Using the records below, locate all lines containing "crate" and return them.

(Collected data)
☆ ☆ ☆ ☆

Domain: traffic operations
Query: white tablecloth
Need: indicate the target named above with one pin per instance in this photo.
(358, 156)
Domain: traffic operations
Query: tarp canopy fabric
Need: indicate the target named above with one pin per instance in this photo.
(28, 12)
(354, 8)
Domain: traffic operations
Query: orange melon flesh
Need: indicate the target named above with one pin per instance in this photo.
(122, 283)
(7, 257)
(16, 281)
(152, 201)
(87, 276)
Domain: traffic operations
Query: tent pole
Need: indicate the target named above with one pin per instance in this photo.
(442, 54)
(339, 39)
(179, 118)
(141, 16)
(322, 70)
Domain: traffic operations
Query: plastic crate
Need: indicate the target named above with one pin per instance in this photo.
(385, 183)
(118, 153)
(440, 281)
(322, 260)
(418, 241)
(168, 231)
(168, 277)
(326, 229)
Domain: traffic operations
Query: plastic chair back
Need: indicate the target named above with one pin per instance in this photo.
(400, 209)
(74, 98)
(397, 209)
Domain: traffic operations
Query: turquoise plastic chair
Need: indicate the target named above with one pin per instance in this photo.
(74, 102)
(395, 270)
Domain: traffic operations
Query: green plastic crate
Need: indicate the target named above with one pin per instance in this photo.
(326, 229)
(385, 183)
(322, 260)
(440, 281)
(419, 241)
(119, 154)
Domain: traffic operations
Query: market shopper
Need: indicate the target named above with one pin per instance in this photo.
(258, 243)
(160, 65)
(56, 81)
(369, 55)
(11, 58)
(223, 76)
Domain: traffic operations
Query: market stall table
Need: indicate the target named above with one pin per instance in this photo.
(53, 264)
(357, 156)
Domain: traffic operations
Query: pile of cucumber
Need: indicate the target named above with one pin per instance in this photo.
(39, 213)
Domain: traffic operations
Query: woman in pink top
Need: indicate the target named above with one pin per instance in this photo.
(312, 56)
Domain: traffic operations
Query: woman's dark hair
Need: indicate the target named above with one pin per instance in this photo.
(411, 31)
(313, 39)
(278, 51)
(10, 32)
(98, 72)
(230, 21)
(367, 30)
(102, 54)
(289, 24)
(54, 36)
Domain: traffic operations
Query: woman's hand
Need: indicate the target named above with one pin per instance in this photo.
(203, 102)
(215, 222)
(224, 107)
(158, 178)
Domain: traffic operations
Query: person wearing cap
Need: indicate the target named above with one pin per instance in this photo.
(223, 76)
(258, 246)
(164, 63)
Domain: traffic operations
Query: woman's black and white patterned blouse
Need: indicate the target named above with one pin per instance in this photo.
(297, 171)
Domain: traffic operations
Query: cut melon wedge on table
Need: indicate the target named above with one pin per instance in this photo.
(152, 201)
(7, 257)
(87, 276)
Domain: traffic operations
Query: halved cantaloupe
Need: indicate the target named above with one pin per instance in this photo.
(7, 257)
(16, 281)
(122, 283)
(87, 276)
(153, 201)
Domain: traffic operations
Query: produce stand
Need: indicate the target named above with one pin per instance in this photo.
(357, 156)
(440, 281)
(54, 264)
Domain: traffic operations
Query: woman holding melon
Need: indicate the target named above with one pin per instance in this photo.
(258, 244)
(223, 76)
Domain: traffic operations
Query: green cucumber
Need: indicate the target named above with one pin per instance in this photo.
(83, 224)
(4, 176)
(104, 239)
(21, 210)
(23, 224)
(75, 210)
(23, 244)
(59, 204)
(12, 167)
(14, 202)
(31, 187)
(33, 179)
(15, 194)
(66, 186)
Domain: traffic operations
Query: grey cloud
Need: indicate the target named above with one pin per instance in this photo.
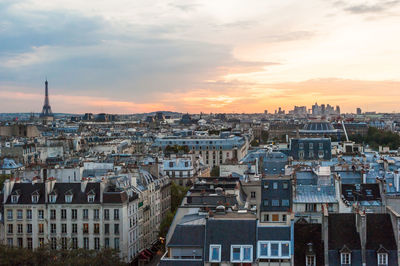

☆ ☆ ☆ ☆

Answer section |
Query: plastic crate
Query: green plastic crate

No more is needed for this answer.